What you should do |
Please convert every line of the records below into a Markdown table with the columns No. and Line, skipping blank lines and numbering the rest in order.

****************************************

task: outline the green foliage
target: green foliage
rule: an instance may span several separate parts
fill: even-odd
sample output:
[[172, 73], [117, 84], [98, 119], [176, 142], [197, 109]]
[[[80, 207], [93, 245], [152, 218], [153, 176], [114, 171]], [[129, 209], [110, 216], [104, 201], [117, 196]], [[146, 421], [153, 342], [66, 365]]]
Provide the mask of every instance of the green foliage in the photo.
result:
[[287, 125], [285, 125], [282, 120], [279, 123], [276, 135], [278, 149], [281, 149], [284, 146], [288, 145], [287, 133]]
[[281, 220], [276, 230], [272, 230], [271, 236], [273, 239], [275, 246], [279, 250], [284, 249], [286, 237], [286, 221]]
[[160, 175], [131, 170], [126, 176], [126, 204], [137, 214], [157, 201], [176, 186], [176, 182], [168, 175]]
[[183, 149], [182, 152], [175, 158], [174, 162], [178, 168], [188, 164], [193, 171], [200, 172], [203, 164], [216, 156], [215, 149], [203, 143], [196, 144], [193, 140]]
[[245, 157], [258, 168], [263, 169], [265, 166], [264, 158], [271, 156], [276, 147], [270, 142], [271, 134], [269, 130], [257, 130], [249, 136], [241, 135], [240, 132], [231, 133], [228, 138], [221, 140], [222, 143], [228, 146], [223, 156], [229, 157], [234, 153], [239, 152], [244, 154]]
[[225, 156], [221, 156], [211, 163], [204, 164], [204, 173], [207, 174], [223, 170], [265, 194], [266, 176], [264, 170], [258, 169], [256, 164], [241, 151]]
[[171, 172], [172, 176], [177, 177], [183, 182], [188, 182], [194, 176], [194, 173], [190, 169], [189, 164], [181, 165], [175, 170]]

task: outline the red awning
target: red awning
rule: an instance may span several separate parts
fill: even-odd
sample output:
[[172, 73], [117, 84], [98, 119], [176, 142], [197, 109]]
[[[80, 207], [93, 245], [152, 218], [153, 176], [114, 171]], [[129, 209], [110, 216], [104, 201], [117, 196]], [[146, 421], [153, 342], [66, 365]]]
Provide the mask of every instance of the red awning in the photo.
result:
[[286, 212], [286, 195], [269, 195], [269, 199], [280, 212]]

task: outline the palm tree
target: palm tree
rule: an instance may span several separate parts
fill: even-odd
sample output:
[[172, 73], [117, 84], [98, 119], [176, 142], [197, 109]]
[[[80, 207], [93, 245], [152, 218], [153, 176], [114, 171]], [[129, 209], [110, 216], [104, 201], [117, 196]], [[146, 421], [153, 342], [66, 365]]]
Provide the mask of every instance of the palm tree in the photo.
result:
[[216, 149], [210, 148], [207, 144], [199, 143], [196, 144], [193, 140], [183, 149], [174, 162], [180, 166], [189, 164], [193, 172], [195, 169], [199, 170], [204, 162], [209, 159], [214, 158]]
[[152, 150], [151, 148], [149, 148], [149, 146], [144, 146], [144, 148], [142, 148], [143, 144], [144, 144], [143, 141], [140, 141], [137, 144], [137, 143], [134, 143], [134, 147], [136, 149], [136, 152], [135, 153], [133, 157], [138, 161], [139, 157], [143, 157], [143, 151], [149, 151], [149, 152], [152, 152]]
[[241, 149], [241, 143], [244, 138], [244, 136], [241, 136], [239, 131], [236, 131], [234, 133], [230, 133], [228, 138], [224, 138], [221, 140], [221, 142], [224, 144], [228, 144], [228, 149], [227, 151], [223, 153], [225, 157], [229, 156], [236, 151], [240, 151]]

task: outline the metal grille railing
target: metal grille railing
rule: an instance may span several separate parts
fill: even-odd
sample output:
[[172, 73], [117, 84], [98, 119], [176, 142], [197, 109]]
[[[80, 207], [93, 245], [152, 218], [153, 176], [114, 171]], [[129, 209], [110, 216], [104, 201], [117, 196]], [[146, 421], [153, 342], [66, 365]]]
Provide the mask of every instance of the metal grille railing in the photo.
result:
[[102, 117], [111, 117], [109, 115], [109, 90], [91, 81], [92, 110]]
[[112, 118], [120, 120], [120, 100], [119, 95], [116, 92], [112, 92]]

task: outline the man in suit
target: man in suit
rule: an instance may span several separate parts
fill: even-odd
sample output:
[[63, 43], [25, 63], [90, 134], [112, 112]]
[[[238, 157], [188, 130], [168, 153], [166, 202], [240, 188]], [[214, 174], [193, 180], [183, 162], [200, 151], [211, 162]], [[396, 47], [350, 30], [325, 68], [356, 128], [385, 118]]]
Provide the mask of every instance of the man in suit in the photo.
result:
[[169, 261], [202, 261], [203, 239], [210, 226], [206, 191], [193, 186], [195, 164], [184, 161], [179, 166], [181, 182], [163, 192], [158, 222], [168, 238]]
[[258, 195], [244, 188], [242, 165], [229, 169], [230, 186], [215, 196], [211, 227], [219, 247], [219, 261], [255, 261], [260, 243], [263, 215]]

****************************************

Output for this task |
| No. | Line |
|---|---|
| 1 | task: outline the green foliage |
| 2 | target: green foliage |
| 3 | rule: an instance may span several separate parts |
| 4 | fill: even-odd |
| 5 | sample output: |
| 6 | [[172, 73], [117, 84], [98, 119], [176, 142], [197, 109]] |
| 7 | [[[80, 207], [93, 245], [152, 218], [153, 176], [114, 171]], [[129, 209], [110, 216], [104, 201], [117, 196]], [[146, 421], [153, 342], [66, 365]]] |
| 8 | Provide the mask of every instance of the green foliage in the photo. |
| 9 | result: |
| 10 | [[287, 125], [285, 125], [282, 120], [279, 123], [276, 135], [278, 149], [281, 149], [284, 146], [288, 145], [287, 133]] |
| 11 | [[281, 220], [276, 230], [272, 230], [271, 236], [273, 239], [275, 246], [279, 250], [284, 249], [286, 237], [286, 221]] |
| 12 | [[160, 175], [131, 170], [126, 176], [126, 204], [137, 214], [157, 201], [176, 186], [176, 182], [168, 175]] |
| 13 | [[183, 149], [182, 152], [175, 158], [174, 162], [178, 168], [188, 164], [193, 171], [200, 172], [203, 164], [216, 156], [215, 149], [203, 143], [196, 144], [193, 140]] |
| 14 | [[245, 157], [258, 168], [263, 169], [265, 166], [264, 158], [271, 156], [276, 147], [270, 142], [271, 134], [269, 130], [257, 130], [249, 136], [241, 135], [240, 132], [231, 133], [228, 138], [221, 140], [222, 143], [228, 146], [223, 156], [229, 157], [234, 153], [239, 152], [244, 154]] |
| 15 | [[225, 156], [221, 156], [211, 163], [204, 164], [204, 173], [207, 174], [223, 170], [265, 194], [266, 176], [264, 170], [258, 169], [256, 164], [241, 151]] |
| 16 | [[171, 172], [172, 176], [177, 177], [183, 182], [188, 182], [194, 176], [194, 173], [190, 169], [189, 164], [181, 165], [175, 170]] |
| 17 | task: outline the red awning |
| 18 | target: red awning |
| 19 | rule: an instance may span several separate parts |
| 20 | fill: even-odd |
| 21 | sample output: |
| 22 | [[172, 73], [117, 84], [98, 119], [176, 142], [197, 109]] |
| 23 | [[[80, 207], [93, 245], [152, 218], [153, 176], [114, 171]], [[129, 209], [110, 216], [104, 201], [117, 196]], [[146, 421], [153, 342], [66, 365]]] |
| 24 | Provide the mask of every instance of the red awning in the photo. |
| 25 | result: |
| 26 | [[286, 212], [286, 195], [269, 195], [269, 199], [280, 212]] |
| 27 | task: outline the palm tree |
| 28 | target: palm tree |
| 29 | rule: an instance may span several separate parts |
| 30 | fill: even-odd |
| 31 | sample output: |
| 32 | [[172, 73], [117, 84], [98, 119], [176, 142], [197, 109]] |
| 33 | [[[80, 207], [93, 245], [152, 218], [153, 176], [114, 171]], [[129, 209], [110, 216], [104, 201], [117, 196]], [[146, 421], [153, 342], [66, 365]]] |
| 34 | Provide the mask of every instance of the palm tree in the photo. |
| 35 | result: |
| 36 | [[216, 149], [210, 148], [207, 144], [199, 143], [196, 144], [193, 140], [183, 149], [174, 162], [180, 166], [189, 164], [193, 172], [195, 169], [199, 170], [204, 162], [209, 159], [214, 158]] |
| 37 | [[152, 150], [151, 148], [149, 148], [149, 146], [144, 146], [144, 148], [142, 148], [143, 144], [144, 144], [143, 141], [140, 141], [137, 144], [137, 143], [134, 143], [134, 147], [136, 149], [136, 152], [135, 153], [133, 157], [138, 161], [139, 157], [143, 157], [143, 151], [149, 151], [149, 152], [152, 152]] |
| 38 | [[241, 149], [241, 143], [244, 138], [244, 136], [241, 136], [239, 131], [236, 131], [234, 133], [230, 133], [228, 138], [224, 138], [221, 140], [221, 142], [224, 144], [228, 144], [228, 149], [227, 151], [223, 153], [225, 157], [229, 156], [236, 151], [240, 151]] |
| 39 | task: outline the metal grille railing |
| 40 | target: metal grille railing |
| 41 | rule: an instance may span several separate parts |
| 42 | fill: even-odd |
| 43 | sample output: |
| 44 | [[172, 73], [117, 84], [98, 119], [176, 142], [197, 109]] |
| 45 | [[[80, 207], [93, 245], [152, 218], [153, 176], [114, 171]], [[129, 209], [110, 216], [104, 201], [117, 196]], [[146, 421], [153, 342], [66, 365]]] |
| 46 | Provide the mask of every instance of the metal grille railing in the photo. |
| 47 | result: |
| 48 | [[102, 117], [111, 117], [109, 115], [109, 90], [91, 81], [92, 110]] |
| 49 | [[112, 118], [120, 120], [120, 100], [119, 95], [116, 92], [112, 92]] |
| 50 | task: outline the man in suit |
| 51 | target: man in suit |
| 52 | rule: an instance may span several separate parts |
| 53 | fill: even-odd |
| 54 | sample output: |
| 55 | [[63, 43], [25, 63], [90, 134], [112, 112]] |
| 56 | [[[238, 157], [188, 130], [168, 153], [166, 202], [240, 188]], [[214, 174], [193, 180], [183, 162], [200, 151], [211, 162]], [[396, 47], [350, 30], [325, 68], [356, 128], [385, 118]]] |
| 57 | Provide the mask of every instance of the man in suit in the photo. |
| 58 | result: |
| 59 | [[169, 261], [202, 261], [203, 239], [210, 226], [206, 191], [193, 186], [195, 164], [184, 161], [179, 166], [181, 182], [163, 192], [158, 222], [168, 238]] |
| 60 | [[258, 195], [244, 188], [242, 165], [229, 169], [230, 186], [215, 196], [211, 227], [219, 247], [219, 261], [255, 261], [260, 243], [263, 215]] |